** Start EXERCISE MATERIAL **

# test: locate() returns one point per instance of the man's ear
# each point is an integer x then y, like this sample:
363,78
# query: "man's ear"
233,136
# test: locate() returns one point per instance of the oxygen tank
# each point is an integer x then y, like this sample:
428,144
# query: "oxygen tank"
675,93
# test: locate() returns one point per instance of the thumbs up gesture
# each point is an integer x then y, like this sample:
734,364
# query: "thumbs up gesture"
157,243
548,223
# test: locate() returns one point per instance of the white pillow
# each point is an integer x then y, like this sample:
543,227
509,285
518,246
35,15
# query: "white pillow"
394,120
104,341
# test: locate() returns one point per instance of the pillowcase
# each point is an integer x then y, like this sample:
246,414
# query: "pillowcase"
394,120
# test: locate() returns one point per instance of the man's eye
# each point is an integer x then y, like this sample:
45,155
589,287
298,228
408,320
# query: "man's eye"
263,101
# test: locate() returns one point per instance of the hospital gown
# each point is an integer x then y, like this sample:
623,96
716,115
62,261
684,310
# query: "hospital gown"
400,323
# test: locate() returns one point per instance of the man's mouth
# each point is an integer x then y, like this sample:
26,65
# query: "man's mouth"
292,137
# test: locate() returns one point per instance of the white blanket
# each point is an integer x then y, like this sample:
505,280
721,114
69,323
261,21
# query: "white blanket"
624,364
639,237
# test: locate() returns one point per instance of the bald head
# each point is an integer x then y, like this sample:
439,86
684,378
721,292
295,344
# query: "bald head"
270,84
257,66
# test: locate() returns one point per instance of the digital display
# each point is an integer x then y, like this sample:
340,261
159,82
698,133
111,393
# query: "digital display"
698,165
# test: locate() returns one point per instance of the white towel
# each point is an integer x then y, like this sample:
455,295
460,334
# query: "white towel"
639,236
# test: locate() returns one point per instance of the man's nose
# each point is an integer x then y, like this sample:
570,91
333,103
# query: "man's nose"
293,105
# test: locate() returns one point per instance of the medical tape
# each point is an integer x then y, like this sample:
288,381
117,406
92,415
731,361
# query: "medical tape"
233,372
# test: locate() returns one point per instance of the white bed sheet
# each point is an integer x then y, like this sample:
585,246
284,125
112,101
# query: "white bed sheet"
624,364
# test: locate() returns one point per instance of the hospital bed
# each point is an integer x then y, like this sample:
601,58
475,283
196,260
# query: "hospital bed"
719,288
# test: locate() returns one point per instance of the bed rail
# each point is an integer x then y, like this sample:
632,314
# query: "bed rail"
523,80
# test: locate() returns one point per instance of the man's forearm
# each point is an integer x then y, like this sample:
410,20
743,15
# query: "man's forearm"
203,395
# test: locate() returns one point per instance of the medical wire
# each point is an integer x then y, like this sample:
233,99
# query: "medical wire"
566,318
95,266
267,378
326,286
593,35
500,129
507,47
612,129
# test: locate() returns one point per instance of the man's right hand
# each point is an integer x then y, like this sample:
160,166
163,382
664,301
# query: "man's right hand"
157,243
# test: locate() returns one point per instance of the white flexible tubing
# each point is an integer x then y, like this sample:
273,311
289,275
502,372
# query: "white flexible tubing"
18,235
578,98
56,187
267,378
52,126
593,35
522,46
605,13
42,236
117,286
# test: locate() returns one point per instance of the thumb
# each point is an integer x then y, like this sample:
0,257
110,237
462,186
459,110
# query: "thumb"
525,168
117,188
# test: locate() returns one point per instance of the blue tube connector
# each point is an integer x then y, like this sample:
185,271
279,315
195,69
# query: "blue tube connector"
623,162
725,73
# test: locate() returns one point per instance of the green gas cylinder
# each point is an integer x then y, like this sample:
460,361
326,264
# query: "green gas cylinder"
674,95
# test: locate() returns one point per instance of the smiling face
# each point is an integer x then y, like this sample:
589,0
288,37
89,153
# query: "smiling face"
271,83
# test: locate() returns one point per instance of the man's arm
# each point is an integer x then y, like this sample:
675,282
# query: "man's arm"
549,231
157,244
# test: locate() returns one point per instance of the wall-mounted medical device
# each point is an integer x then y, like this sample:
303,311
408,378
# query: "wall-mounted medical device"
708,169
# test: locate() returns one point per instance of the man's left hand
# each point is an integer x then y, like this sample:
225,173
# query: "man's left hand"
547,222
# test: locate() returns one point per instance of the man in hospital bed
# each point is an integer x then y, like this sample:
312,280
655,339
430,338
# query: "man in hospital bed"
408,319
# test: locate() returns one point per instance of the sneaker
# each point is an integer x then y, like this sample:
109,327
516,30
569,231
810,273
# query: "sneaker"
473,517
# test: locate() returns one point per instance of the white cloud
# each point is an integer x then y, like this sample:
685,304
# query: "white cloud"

** End EXERCISE MATERIAL **

REQUIREMENT — Exactly reproduce the lines from the one containing "the man's left hand" through the end of the records, and only those lines.

EXPECTED ANSWER —
# test: locate() returns one point per instance of the man's left hand
# each point is an integer x then y, like this sample:
225,173
# query: "man's left hand"
547,222
# test: locate() returns one point per instance of the man in hospital bed
# each point is an integer x then y, like this sample:
312,280
655,339
430,338
# query: "man in hospital bed"
408,319
# test: locate() returns one point per instance of the sneaker
# each point is an integer x then y, like this sample:
109,327
516,30
569,231
810,273
# query: "sneaker"
473,517
# test: locate() returns one point per instance of the white cloud
# each point is an integer x then y, like this sample:
685,304
# query: "white cloud"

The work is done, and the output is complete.